= DATA EXCERPTS =
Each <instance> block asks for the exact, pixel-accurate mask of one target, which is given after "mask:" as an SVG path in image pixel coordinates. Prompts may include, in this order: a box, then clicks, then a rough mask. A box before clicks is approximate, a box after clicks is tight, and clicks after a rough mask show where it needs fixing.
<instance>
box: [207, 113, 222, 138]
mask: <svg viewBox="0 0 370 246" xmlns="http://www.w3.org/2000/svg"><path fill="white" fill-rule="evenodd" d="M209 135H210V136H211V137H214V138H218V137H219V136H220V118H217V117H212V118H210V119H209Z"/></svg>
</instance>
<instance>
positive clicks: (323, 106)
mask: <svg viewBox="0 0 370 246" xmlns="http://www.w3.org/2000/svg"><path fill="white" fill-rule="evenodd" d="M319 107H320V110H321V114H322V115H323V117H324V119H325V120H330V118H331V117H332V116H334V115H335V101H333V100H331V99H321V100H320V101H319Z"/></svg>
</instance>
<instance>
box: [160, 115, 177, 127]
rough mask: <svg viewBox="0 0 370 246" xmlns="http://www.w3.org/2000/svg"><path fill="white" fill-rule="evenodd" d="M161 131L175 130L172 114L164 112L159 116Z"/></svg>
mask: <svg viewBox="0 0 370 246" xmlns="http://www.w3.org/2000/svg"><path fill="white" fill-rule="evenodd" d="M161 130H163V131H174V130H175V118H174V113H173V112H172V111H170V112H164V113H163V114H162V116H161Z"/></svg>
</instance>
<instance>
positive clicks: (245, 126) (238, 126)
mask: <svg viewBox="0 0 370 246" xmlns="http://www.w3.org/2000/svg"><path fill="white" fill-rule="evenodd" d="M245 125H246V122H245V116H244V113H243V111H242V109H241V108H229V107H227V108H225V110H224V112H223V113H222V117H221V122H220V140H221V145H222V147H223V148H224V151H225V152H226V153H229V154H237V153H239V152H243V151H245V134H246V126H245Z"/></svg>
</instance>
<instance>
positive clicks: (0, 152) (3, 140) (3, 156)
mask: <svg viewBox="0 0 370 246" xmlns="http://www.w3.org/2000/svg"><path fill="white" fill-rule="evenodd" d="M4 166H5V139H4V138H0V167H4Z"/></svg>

= TASK TO CARRY OUT =
Can you give every line above again, exactly as written?

= TASK SOLUTION =
Each <instance> block asks for the exact, pixel-accurate mask of one target, which is given after "mask:" as an SVG path in image pixel coordinates. Prompts may include, in this order: a box, then clicks, then a rough mask. A box before clicks is approximate, a box after clicks is tight, and clicks after a rough mask show where it needs fixing.
<instance>
box: [207, 113, 222, 138]
mask: <svg viewBox="0 0 370 246" xmlns="http://www.w3.org/2000/svg"><path fill="white" fill-rule="evenodd" d="M209 135H210V136H211V137H214V138H218V137H219V136H220V118H217V117H212V118H210V119H209Z"/></svg>
</instance>
<instance>
positive clicks: (323, 106)
mask: <svg viewBox="0 0 370 246" xmlns="http://www.w3.org/2000/svg"><path fill="white" fill-rule="evenodd" d="M319 107H320V110H321V114H322V115H323V117H324V119H325V120H330V118H331V117H332V116H334V115H335V101H333V100H331V99H321V100H320V101H319Z"/></svg>
</instance>
<instance>
box: [160, 115, 177, 127]
rough mask: <svg viewBox="0 0 370 246" xmlns="http://www.w3.org/2000/svg"><path fill="white" fill-rule="evenodd" d="M161 131L175 130L172 114L164 112L159 116Z"/></svg>
mask: <svg viewBox="0 0 370 246" xmlns="http://www.w3.org/2000/svg"><path fill="white" fill-rule="evenodd" d="M161 130H163V131H174V130H175V118H174V113H173V112H172V111H170V112H164V113H163V114H162V116H161Z"/></svg>
</instance>
<instance>
positive clicks: (245, 126) (238, 126)
mask: <svg viewBox="0 0 370 246" xmlns="http://www.w3.org/2000/svg"><path fill="white" fill-rule="evenodd" d="M245 125H246V122H245V116H244V113H243V111H242V109H241V108H229V107H227V108H225V110H224V112H223V113H222V117H221V122H220V140H221V145H222V147H223V148H224V151H225V152H226V153H229V154H237V153H239V152H243V151H245V134H246V126H245Z"/></svg>
</instance>
<instance>
positive clicks: (0, 152) (3, 140) (3, 156)
mask: <svg viewBox="0 0 370 246" xmlns="http://www.w3.org/2000/svg"><path fill="white" fill-rule="evenodd" d="M4 166H5V139H4V138H0V167H4Z"/></svg>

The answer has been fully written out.